- [WHAT YOU NEED TO DO]
a – Using the post about getting the current notebook name in JupyterLab, say for each statement whether it agrees with the text, giving yes or no and quoting the words of the post that decide it: (i) the poster ran the code using "Run All Cells"; (ii) after rerunning the cell, the warning message shows up again; (iii) the poster mostly uses the notebook for Python code.
b – Proceed with the post about getting the current notebook name in JupyterLab, picking up after its last sentence.

CODEWITHSUNDEEP
pythonjupyter-notebookjupyterjupyter-lab
lhoupert
lhoupert

Reputation: 704

Get current jupyter-lab notebook name [for Jupyter-lab version 2.1 and 3.0.1 and notebook version >6.0.3)

Problem

Hi all,

As my title suggested it, I would like to get access to the notebook name (in jupyter-lab) as a variable. So I could reuse it in the notebook itself (for example to name some figure files generated in the notebook).

I saw that a similar issue was opened years ago [see here]. However I didnt find a satisfactory answer.

I like the simplicity of the answer suggested by @bill:

import ipyparams

currentNotebook = ipyparams.notebook_name

However, it doesn't work for me. I got this warning the first time I execute the first cell:

import ipyparams
Javascript Error: Jupyter is not defined

currentNotebook = ipyparams.notebook_name

currentNotebook
   ''

Then if I rerun the cell again, I don't have the warning message anymore but the variable currentNotebook is still empty. (I run the cell sequentially, I didn't do a 'Run All Cells').

Configuration details

My Jupyter version is

jupyter notebook --version                                                                            
6.0.3]

jupyter-lab --version                                                                                 
2.1.1

I am using my notebook mostly for python code.

(Referring expression data)
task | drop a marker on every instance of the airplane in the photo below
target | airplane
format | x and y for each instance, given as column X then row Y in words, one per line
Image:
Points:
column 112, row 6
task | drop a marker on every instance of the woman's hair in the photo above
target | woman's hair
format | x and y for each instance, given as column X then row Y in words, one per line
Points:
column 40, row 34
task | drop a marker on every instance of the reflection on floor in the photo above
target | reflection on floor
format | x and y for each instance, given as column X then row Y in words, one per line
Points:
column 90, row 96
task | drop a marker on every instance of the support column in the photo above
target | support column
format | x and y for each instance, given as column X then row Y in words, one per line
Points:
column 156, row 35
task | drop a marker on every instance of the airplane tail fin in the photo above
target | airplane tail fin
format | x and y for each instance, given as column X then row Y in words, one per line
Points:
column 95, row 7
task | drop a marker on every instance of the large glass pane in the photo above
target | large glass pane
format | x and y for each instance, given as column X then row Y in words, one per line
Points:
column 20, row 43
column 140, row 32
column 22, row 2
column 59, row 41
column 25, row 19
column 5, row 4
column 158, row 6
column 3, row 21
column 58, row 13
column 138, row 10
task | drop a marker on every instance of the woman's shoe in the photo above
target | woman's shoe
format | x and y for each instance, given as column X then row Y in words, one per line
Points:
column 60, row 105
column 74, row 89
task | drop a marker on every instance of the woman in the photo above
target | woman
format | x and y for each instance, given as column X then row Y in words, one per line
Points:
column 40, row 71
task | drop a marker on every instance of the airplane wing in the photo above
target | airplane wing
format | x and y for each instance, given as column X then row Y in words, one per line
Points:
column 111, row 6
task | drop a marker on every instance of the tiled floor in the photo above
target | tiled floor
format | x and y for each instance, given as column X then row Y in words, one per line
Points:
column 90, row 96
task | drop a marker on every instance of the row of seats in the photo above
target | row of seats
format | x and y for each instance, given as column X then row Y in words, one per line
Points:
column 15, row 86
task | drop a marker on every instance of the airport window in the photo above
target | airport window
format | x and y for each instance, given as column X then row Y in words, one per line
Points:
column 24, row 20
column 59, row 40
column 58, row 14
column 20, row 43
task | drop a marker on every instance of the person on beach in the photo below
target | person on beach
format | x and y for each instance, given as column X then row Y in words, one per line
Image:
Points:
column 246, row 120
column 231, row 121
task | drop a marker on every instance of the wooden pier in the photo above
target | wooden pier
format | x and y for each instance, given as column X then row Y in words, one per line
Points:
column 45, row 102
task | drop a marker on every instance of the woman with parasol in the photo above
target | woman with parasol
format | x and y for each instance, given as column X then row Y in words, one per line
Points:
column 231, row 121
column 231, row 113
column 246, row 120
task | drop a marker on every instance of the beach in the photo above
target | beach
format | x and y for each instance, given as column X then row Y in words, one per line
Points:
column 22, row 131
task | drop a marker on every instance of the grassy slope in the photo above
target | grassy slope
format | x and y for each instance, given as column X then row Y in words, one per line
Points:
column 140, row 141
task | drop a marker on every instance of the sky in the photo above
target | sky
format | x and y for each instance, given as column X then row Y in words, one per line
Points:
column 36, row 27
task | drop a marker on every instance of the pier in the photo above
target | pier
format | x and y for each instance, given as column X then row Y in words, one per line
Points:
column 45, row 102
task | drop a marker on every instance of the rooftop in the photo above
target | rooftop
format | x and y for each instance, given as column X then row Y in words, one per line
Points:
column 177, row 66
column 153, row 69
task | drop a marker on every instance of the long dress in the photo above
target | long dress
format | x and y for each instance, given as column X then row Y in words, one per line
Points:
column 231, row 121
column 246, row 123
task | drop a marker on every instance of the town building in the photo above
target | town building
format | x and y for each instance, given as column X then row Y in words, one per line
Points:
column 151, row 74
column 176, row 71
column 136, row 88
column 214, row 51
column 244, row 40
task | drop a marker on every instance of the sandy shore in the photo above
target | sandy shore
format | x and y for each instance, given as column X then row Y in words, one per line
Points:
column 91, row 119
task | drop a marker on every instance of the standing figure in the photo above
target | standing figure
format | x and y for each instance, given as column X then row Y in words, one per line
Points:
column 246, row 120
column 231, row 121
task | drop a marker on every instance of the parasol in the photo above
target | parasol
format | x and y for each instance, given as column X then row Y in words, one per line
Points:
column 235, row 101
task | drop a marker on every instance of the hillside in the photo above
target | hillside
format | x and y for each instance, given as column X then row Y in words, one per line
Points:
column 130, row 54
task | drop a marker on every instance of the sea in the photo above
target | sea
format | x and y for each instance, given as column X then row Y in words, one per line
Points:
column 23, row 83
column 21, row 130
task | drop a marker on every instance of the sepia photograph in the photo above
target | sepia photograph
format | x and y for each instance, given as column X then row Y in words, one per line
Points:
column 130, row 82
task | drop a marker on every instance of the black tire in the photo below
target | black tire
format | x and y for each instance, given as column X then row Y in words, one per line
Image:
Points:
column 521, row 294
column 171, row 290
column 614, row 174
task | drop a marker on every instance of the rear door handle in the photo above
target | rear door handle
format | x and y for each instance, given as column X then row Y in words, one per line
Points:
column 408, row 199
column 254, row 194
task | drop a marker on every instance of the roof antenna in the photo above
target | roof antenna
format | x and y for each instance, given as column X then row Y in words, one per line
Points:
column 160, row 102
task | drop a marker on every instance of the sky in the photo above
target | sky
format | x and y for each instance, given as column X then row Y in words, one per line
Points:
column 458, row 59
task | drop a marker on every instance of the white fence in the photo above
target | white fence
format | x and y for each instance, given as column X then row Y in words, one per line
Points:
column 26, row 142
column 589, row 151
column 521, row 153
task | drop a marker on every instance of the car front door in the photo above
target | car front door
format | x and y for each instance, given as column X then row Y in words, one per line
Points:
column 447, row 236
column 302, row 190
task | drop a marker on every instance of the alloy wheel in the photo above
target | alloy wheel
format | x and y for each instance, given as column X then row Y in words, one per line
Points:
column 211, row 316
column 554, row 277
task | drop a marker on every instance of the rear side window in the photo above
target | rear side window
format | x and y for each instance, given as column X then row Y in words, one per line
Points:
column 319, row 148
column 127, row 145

- [ANSWERS BY ITEM NUMBER]
a –
(i) No: "I run the cell sequentially, I didn't do a 'Run All Cells'"
(ii) No: "I don't have the warning message anymore"
(iii) Yes: "I am using my notebook mostly for python code."

b –
Edit 27/01/2021

@juan solution [here], using ipynbname is working for

jupyter-notebook : 6.1.6
jupyter lab : 2.2.6

but this solution is still not working for jupyter lab : 3.0.1


Edit 28/01/2021

ipynbname is now working for jupyter 3

More details about it [here]

Upvotes: 8

Views: 9101

Answers (3)

Brian
Brian

Reputation: 63

For those lacking ipynbname, this JavaScript hack will work to grab the Jupyter notebook filename and path and save them to variables accessible by Python. However, you cannot access those variables in the same cell as you run the JavaScript code. So if you want to do anything with the variables, it'll take a second cell.

Proof-of-concept: A simple Jupyter notebook, world.ipynb, in directory hello.

Cell #1:

def get_notebook_name():
    """Execute JS code to save Jupyter notebook name to variable `notebook_name`"""
    from IPython.core.display import Javascript, display_javascript
    js = Javascript("""IPython.notebook.kernel.execute('notebook_name = "' + IPython.notebook.notebook_name + '"');""")
    return display_javascript(js)

def get_notebook_path():
    """Execute JS code to save Jupyter notebook path to variable `notebook_path`"""
    from IPython.core.display import Javascript, display_javascript
    js = Javascript("""IPython.notebook.kernel.execute('notebook_path = "' + IPython.notebook.notebook_path + '"');""")
    return display_javascript(js)

# execute javascript
get_notebook_name()
get_notebook_path()

Cell #2

# print results
print(f"{notebook_name=}")
print(f"{notebook_path=}")

Results:

notebook_name='world.ipynb'
notebook_path='hello/world.ipynb'

Upvotes: -2

Juan Pablo
Juan Pablo

Reputation: 357

As an alternative you can use the following library: ipynbname

#! pip install ipynbname

import ipynbname
nb_fname = ipynbname.name()
nb_path = ipynbname.path()

This worked for me and the solution is quite straightforward.

Upvotes: 21

MisterTham
MisterTham

Reputation: 1

You need to put the import code in a separate cell above the function (ipyparams.notebook_name). Otherwise it will try to run the code before the library is fully loaded, so the currentNotebook variable is still blank. Putting the import in its own cell forces it to load before moving to cell #2.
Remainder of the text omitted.